[[ TEXT SECTION open ]]

Netflix on Tuesday said it would be sending an email to U.S. subscribers who share passwords with people outside their households. The notice will come with a warning: “Your Netflix account is for you and the people you live with.”
Netflix had previously said that a crackdown on password-sharing would be coming by the end of June.
“Everyone living in that household can use Netflix wherever they are — at home, on the go, on holiday,” the streaming service said.
Users who want to share Netflix with someone who lives outside their household can either “buy an extra member” for an added price of $7.99 per month, or they can transfer existing profiles to new memberships.
The announcement in January that Netflix would no longer allow users to share their passwords broadly roiled its fan base. The strategy revealed a 180-degree shift for the streaming company, which once encouraged password sharing as a way to attract more viewers.
“Love is sharing a password,” the company tweeted six years ago.
Now, as it faces competition for streaming viewers from the likes of Disney+, Hulu, Peacock and Paramount+, Netflix is looking to make more money from its existing subscriber base.
Netflix will likely use a person’s geographic location, as determined by the IP address of any internet-connected device, to determine which people count as “household” members who live together, Insider reporter Sarah Saril told CBS News earlier this year.

[[ TEXT SECTION closed ]]
[[ DATA SUPPLIED open ]]

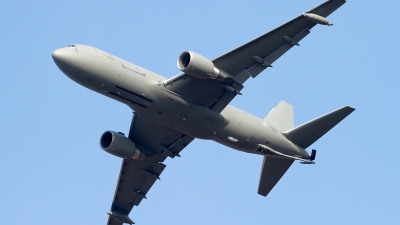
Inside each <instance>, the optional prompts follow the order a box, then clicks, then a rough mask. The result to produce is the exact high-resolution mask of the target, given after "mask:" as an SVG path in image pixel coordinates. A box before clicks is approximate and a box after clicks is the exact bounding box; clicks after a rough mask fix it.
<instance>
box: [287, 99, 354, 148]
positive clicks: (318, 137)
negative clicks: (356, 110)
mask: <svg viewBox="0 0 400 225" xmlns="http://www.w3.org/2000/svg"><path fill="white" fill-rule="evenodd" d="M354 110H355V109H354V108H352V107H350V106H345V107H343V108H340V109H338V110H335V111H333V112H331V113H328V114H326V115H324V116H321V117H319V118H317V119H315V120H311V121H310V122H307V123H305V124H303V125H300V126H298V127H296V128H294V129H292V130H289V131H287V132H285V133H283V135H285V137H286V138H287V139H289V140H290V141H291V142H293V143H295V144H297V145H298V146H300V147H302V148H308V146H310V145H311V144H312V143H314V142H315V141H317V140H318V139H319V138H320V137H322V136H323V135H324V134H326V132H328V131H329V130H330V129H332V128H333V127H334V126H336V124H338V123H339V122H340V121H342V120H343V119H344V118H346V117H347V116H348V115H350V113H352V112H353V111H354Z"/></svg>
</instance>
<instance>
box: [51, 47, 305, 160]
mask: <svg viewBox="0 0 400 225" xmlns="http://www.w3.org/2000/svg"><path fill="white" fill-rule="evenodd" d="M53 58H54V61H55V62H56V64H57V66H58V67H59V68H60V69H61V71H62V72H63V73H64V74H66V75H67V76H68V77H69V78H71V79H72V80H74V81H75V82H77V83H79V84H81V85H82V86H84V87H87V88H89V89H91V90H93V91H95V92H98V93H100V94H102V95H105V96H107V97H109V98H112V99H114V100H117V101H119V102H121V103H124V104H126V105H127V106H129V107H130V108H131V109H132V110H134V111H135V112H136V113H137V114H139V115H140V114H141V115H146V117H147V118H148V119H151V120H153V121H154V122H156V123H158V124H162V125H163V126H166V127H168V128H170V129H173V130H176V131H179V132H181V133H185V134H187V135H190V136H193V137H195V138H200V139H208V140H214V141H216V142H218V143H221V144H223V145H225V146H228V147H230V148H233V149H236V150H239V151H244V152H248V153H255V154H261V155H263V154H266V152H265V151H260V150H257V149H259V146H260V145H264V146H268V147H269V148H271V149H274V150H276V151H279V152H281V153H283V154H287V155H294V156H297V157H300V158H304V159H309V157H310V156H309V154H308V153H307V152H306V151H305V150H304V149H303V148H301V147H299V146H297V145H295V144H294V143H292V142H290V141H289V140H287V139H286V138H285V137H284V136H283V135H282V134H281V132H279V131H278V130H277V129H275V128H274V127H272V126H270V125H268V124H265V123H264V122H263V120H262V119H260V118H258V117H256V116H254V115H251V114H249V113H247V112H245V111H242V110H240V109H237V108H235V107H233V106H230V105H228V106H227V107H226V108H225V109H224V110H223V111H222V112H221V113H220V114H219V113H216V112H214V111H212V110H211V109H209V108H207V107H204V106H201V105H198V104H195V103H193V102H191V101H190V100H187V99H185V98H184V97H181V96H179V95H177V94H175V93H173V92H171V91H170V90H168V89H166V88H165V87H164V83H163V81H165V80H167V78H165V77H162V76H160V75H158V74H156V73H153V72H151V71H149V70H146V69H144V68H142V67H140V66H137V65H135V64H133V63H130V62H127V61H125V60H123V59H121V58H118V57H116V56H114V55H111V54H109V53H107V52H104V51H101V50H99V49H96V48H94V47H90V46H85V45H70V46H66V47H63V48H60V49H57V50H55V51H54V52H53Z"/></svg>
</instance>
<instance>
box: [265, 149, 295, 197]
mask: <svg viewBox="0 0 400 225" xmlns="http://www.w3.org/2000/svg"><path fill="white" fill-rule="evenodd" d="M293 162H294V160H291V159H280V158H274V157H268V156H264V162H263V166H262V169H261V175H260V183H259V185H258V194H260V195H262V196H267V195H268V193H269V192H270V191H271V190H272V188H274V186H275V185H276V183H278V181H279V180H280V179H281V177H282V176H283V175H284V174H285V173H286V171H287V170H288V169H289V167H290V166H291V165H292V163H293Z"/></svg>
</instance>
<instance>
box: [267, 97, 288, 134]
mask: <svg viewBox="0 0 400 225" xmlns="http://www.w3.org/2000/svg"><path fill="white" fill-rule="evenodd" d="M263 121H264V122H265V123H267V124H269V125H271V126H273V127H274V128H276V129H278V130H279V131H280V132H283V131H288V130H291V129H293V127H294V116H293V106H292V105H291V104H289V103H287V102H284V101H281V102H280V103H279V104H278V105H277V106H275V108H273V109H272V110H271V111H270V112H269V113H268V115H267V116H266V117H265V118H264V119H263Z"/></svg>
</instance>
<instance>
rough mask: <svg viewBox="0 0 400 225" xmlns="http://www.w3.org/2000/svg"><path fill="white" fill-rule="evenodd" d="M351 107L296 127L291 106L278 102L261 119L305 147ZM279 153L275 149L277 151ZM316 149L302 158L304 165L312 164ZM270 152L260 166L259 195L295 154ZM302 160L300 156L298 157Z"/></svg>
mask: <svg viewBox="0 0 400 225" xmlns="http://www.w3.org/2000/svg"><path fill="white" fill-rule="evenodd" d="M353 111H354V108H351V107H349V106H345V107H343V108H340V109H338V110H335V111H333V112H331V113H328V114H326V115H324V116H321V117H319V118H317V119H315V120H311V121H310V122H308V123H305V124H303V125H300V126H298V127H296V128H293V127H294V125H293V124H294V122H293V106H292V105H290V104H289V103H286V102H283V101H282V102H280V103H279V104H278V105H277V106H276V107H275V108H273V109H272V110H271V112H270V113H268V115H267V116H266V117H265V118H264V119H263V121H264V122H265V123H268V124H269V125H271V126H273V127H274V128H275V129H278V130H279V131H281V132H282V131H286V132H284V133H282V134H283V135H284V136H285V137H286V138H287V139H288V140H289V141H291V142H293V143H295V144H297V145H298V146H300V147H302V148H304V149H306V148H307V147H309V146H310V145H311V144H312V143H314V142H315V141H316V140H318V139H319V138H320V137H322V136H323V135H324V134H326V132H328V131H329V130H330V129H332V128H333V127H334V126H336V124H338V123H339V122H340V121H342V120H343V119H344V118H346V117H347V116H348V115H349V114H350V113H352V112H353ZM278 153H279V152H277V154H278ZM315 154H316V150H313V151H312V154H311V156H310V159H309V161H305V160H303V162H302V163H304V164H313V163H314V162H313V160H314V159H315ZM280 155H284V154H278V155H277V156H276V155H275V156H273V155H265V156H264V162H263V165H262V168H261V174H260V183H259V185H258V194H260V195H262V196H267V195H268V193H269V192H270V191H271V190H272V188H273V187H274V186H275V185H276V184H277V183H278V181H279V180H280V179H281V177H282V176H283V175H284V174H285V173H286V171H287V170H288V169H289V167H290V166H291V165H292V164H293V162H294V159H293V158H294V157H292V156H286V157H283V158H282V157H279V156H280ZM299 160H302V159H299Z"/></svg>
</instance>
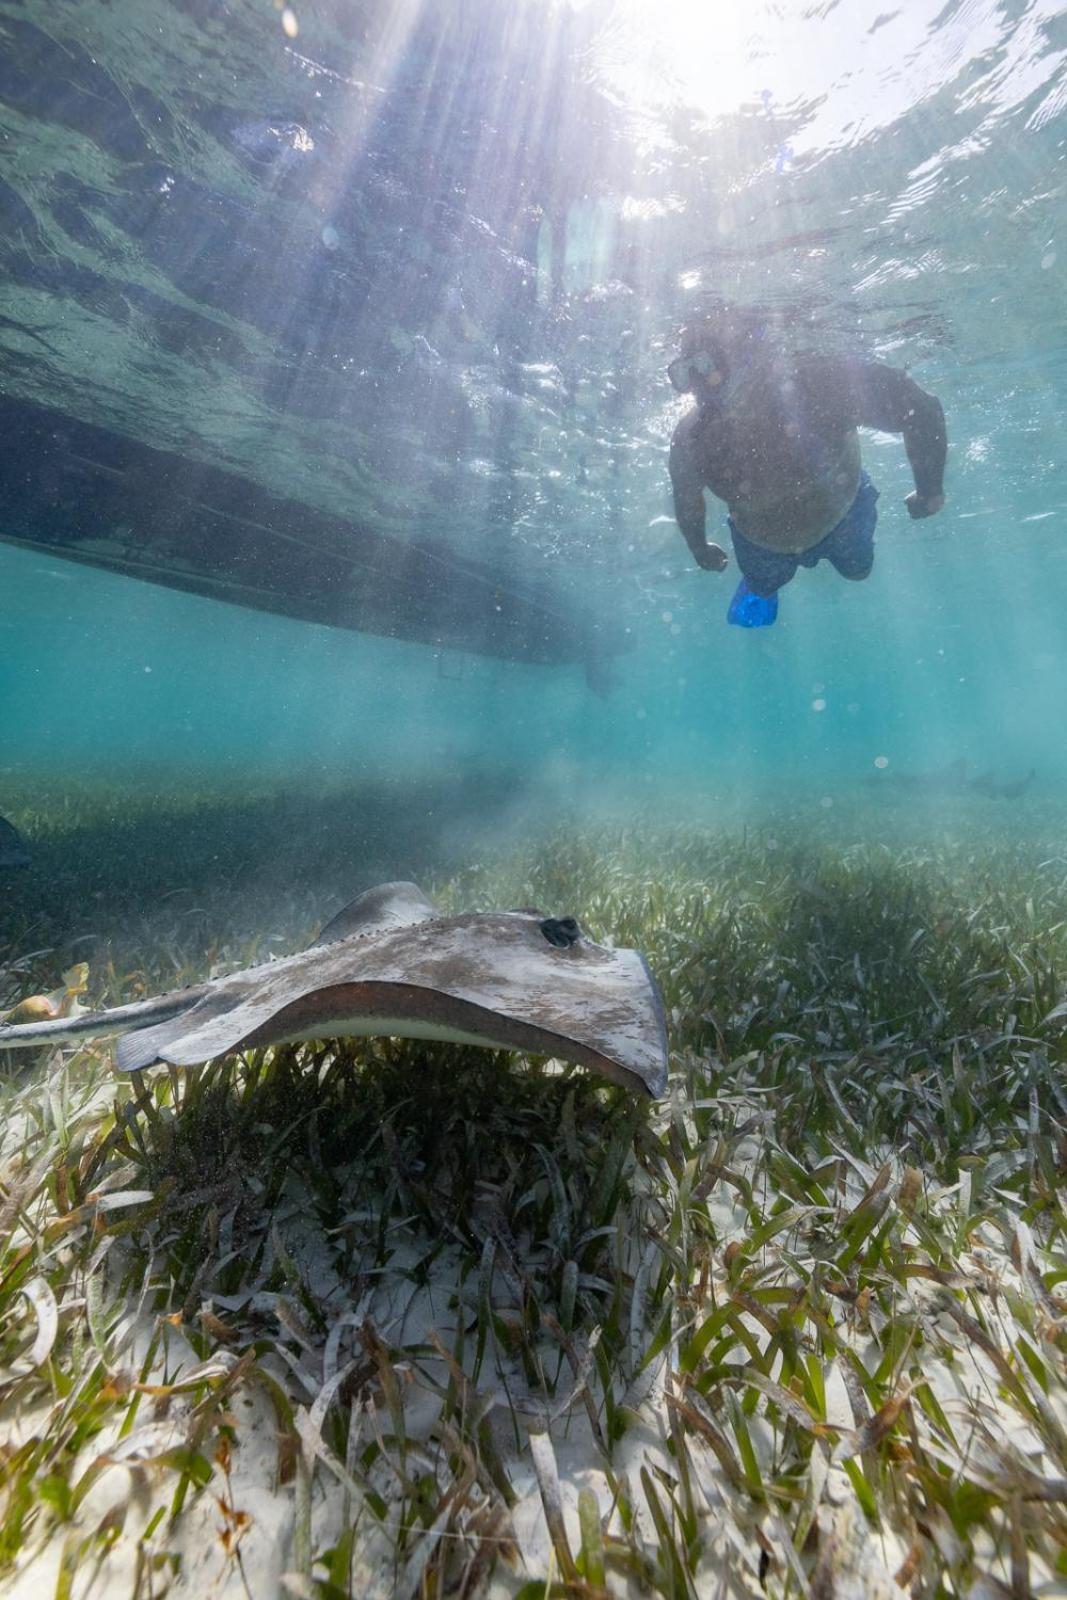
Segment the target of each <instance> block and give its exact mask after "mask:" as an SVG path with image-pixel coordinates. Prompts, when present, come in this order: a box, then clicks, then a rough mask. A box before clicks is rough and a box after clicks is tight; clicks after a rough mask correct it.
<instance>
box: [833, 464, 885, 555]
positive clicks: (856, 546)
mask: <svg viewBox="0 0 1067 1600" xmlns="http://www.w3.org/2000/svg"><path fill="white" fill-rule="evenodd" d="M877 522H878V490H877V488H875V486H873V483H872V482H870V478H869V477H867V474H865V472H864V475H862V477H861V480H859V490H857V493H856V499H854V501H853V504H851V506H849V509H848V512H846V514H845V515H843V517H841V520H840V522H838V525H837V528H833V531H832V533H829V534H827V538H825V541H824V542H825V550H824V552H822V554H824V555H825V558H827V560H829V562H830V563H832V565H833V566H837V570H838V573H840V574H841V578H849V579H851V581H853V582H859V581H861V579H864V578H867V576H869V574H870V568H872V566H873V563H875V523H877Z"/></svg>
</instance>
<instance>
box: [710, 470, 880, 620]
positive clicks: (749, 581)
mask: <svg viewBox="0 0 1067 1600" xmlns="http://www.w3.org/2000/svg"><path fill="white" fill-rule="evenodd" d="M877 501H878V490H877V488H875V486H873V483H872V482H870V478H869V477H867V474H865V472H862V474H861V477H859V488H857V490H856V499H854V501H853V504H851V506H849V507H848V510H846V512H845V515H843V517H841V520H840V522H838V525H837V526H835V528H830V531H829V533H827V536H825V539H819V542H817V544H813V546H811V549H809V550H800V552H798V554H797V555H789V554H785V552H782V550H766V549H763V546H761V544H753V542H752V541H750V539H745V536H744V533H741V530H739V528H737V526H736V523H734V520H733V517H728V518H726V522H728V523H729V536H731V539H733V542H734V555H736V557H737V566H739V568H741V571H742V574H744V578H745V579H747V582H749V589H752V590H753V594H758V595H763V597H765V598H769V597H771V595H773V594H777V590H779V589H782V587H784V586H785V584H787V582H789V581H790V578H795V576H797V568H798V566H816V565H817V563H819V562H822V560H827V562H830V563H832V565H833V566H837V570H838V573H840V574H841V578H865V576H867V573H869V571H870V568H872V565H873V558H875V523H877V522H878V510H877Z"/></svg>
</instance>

[[ DATA SUPPLIED closed ]]

[PROBLEMS TO WORK ON]
a – Repeat the Netflix article from "Users who want" up to and including "existing subscriber base.".
b – According to the Netflix article, why did Netflix once encourage password sharing?

[TASK-BY-TASK ANSWERS]
a –
Users who want to share Netflix with someone who lives outside their household can either “buy an extra member” for an added price of $7.99 per month, or they can transfer existing profiles to new memberships.
The announcement in January that Netflix would no longer allow users to share their passwords broadly roiled its fan base. The strategy revealed a 180-degree shift for the streaming company, which once encouraged password sharing as a way to attract more viewers.
“Love is sharing a password,” the company tweeted six years ago.
Now, as it faces competition for streaming viewers from the likes of Disney+, Hulu, Peacock and Paramount+, Netflix is looking to make more money from its existing subscriber base.

b – Netflix once encouraged password sharing as a way to attract more viewers.